[BEGIN Quoted passage]

I may be able to help.
I know little of Kevin Rudd's cricketing background, other than the fact that he could not break into the 3 XI at Nambour High. Ironically, the new Treasurer - Wayne Swan - went to the very same High School as Kev, and was apparently as handy 'keeper in the Seconds. I am encouraged that the new Treasurer has at least some experience as a custodian.
Rudd describes remembering his front bench colleague as 'a cool kid, a couple of years ahead of me, who used to smoke Marlboros continually behind the Moreton Bay Fig adjacent to the cricket nets.
Unsurprisingly, Swan has no schooldays recollection of the bookish young specialist Fine Leg Fieldsman at all.
Howard played for his Church Team until his late 20s. This goes to underline the importance of the separation of powers between Church and State, because it is said that John Winston Howard went very, very close to offending God himself with his Off-'Spin'.

[END Quoted passage]

Brief 1: Please show every line of the records below that contains the string "bumper".

[BEGIN Supplied material]

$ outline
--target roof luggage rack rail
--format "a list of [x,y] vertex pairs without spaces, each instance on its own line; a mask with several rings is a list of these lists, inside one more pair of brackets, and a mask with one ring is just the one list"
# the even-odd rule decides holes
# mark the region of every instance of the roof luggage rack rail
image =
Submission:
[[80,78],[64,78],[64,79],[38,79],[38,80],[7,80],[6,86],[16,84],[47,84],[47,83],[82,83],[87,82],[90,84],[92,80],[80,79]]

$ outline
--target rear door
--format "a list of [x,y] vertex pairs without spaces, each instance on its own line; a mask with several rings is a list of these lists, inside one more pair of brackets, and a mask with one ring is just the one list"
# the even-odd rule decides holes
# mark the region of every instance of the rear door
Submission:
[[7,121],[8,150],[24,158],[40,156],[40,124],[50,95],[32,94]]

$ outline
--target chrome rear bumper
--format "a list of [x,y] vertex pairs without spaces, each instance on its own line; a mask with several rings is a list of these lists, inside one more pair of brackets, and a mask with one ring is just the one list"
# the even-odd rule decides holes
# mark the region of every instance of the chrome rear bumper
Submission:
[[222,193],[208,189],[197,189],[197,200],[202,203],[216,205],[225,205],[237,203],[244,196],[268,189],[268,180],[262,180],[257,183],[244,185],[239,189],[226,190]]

[END Supplied material]
[BEGIN Supplied material]

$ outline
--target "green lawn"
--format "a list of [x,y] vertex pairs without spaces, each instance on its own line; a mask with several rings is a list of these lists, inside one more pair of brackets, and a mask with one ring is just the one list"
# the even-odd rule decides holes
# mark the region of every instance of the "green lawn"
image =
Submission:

[END Supplied material]

Brief 2:
Using the cricket passage above, answer each of the following on its own line:
(a) Which high school did Rudd and Swan both attend?
(b) What brand did Rudd remember Swan smoking?
(c) Until what point in his life did Howard play for his Church Team?

Complete answer 1:
--target chrome rear bumper
# mark the region of every instance of the chrome rear bumper

Complete answer 2:
(a) Nambour High
(b) Marlboros
(c) His late 20s